Below are entries to reproduce exactly, apart from their pictures.

(Extracted data entries)
__________________________________________________

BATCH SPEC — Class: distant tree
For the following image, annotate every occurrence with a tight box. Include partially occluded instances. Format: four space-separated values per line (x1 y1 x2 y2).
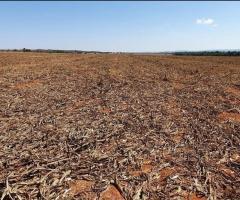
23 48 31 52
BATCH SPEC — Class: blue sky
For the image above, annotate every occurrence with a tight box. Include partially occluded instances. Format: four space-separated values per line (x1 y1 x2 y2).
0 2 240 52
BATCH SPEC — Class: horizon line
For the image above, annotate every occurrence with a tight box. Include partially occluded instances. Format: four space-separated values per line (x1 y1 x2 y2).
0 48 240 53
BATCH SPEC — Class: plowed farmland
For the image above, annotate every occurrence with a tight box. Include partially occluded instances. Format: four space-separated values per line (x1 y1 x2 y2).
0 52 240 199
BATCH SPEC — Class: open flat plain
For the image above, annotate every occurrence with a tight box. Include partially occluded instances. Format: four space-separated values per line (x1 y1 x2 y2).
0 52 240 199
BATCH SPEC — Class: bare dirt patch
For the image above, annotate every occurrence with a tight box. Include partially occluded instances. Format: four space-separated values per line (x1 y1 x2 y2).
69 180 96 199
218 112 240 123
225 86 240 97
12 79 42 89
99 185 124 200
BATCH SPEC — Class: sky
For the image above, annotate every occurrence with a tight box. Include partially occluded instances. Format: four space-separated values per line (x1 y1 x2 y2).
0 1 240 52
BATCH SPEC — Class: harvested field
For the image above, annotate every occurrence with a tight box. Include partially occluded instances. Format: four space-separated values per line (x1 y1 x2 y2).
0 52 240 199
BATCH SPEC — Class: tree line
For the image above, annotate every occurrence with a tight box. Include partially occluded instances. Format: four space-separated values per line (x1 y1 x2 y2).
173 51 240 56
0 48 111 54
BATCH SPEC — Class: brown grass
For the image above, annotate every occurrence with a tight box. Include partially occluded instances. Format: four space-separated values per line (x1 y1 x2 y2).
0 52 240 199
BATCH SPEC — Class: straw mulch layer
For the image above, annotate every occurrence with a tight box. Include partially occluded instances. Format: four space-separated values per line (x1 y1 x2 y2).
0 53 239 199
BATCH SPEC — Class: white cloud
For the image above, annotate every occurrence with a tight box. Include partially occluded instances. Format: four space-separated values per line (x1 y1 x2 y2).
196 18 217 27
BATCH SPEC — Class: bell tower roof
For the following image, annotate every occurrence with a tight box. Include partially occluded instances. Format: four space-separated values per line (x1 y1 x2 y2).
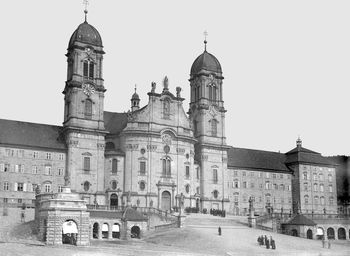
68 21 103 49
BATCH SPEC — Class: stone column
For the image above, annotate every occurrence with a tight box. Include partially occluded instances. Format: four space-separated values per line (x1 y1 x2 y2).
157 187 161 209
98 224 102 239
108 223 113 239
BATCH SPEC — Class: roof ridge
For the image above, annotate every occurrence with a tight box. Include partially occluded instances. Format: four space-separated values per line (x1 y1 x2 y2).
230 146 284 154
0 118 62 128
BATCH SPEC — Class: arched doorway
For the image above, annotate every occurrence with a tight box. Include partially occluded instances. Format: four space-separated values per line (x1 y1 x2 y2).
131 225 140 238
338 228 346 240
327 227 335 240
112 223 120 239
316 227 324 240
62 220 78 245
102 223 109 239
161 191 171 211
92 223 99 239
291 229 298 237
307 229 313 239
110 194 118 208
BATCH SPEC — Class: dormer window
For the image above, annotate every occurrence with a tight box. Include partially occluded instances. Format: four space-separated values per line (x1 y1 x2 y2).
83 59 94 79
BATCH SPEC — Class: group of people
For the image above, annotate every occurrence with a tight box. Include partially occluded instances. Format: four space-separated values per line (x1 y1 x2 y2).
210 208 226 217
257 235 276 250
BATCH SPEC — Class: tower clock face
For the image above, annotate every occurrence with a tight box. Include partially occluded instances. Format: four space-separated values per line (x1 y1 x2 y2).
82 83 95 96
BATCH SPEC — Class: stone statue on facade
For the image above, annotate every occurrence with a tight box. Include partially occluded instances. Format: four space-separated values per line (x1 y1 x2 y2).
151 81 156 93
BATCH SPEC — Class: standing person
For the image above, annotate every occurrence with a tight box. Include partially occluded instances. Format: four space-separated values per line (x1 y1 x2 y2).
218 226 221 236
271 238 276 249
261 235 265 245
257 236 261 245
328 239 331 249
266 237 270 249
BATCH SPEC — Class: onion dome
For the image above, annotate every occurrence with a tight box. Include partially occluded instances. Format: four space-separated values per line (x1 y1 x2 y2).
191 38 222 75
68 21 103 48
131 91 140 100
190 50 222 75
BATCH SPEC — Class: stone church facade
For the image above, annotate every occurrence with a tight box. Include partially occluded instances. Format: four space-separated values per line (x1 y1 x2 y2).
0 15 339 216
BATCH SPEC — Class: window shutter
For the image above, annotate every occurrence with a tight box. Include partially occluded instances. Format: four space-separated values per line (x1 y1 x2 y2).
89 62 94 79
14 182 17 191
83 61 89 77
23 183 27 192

__________________________________________________

## SOLUTION TO THIS EXERCISE
BATCH SPEC — Class: distant tree
For the following image, annotate every occurrence with a tight box. Include partially occluded instances. Format: four space-separated values per line (x1 y1 x2 y2).
23 48 31 52
BATCH SPEC — Class: blue sky
For the image above, annotate every occurrence with a tight box. Include partially occluded instances. Format: four space-separated values per line (x1 y1 x2 y2).
0 2 240 52
BATCH SPEC — Class: horizon line
For the image above, annotate every occurrence with a tight box. Include partially occluded instances. Format: four space-separated values per line (x1 y1 x2 y2).
0 48 240 53
BATCH SPEC — Class: plowed farmland
For the image above, annotate every occurrence with a tight box. Include partially occluded instances. Format: four space-separated values per line (x1 y1 x2 y2).
0 52 240 199
BATCH SPEC — Class: open flat plain
For the image above, annotate every occurrence with a tight box. Include partially occluded instances. Format: four space-separated values per line (x1 y1 x2 y2).
0 52 240 199
BATCH SPEC — Class: bare dirt patch
For the image above, annotate every occurrence with a tight box. Include partially occluded instances. Format: four space-separated values per line (x1 y1 x2 y2).
69 180 96 199
218 112 240 123
225 86 240 97
12 79 42 89
99 185 124 200
BATCH SPEC — Class: sky
For the image above, annotate every occurrence with a tight box. Include partially occluded instances. Format: four space-separated values per line (x1 y1 x2 y2).
0 1 240 52
BATCH SPEC — Class: harvested field
For the image above, annotate every occurrence with a tight box. Include partially occluded instances. Format: four space-separated values per line (x1 y1 x2 y2).
0 52 240 199
BATCH SPEC — Class: tree line
For the image above, annotate every occurrence with a tight box. Include partially occluded instances. Format: four space-separated values per line (x1 y1 x2 y2).
173 51 240 56
0 48 111 54
BATCH SPEC — Class: brown grass
For the image above, annotate every occurrence with a tight box. Include partially occluded instances. Format: four space-separated values per line (x1 y1 x2 y2).
0 52 240 199
BATCH SPEC — Class: straw mulch layer
For the image above, annotate every occurrence with a tight box. Include partially occluded instances. Format: four space-separated values per line (x1 y1 x2 y2).
0 53 239 199
BATCH SPEC — Class: white cloud
For the image above, annotate every occurrence with a tight box. Include partially occluded instances. Format: four space-separated values per line (x1 y1 x2 y2).
196 18 217 27
BATCH SPEC — Class: bell tower roof
For the following image, annotate every occurrence with a tight box. Include partially occluded instances. Format: four space-separated values per line (x1 y1 x2 y2).
68 21 103 49
BATCH SPEC — Class: stone column
For the image above, annotate every occurrence with a tight box. Include partially occluded instances. Format: four space-separated values per line (x1 y1 x2 y2).
157 187 161 209
98 224 102 239
108 223 113 239
BATCH SPEC — Class: roof ridge
For the image above, annotate every occurrence with a tight box. Include partially occluded instances. Format: four space-separated values per line (x1 y1 x2 y2).
230 146 284 154
0 118 62 128
BATCH SPEC — Class: arched doorway
For the image above, annotate every occurrence with a tight box. Include partially occluded instances. Format: four space-separated values per line (x1 y1 x2 y2).
131 225 140 238
338 228 346 240
327 227 335 240
112 223 120 239
316 227 324 240
62 220 78 245
102 223 109 239
161 191 171 211
92 223 99 239
291 229 298 237
307 229 313 239
110 194 118 208
BATCH SPEC — Class: dormer window
For the image above, annotate every occurrence with a tight box. Include partially occluded instances. Format: four space-separated values per line (x1 y1 x2 y2).
83 59 94 79
BATCH SPEC — Class: group of people
For the image above, annotate every occurrence with a tight box. Include partially occluded instances. Format: four space-separated values per line (x1 y1 x2 y2).
210 208 226 217
257 235 276 250
BATCH SPEC — Class: tower clock face
For the image above, annotate every occurrence with a tight box. Include partially occluded instances. Format: four space-separated values per line (x1 y1 x2 y2).
82 83 95 96
BATCH SPEC — Class: stone statue on facade
For the image above, annotate every occurrence with a tight box. Include partially occluded instances. Format: four space-separated values per line (x1 y1 x2 y2).
151 81 156 93
BATCH SPEC — Class: standing person
For the image above, annotate every occurrence with a tight box. Include partially occluded instances. Format: four space-separated values per line (x1 y1 x2 y2).
218 226 221 236
271 238 276 249
261 235 265 245
257 236 261 245
328 239 331 249
266 237 270 249
BATCH SPEC — Class: onion dome
For the image above, annotate every occurrence with a tight box. Include partially occluded instances. Format: four space-separated values per line (x1 y1 x2 y2).
191 38 222 75
68 21 103 48
131 91 140 100
190 50 222 75
BATCH SPEC — Class: stone church facade
For the image above, annotate every occurrence with a tight box. Include partially occluded instances. Format: four space-separated values per line (x1 y1 x2 y2).
0 15 339 216
BATCH SPEC — Class: window shutter
For the image above, annotate every occurrence with a tight box. Include partially occluded instances. Format: four space-separated values per line (x1 y1 x2 y2).
89 62 94 79
14 182 17 191
83 61 89 77
23 183 27 192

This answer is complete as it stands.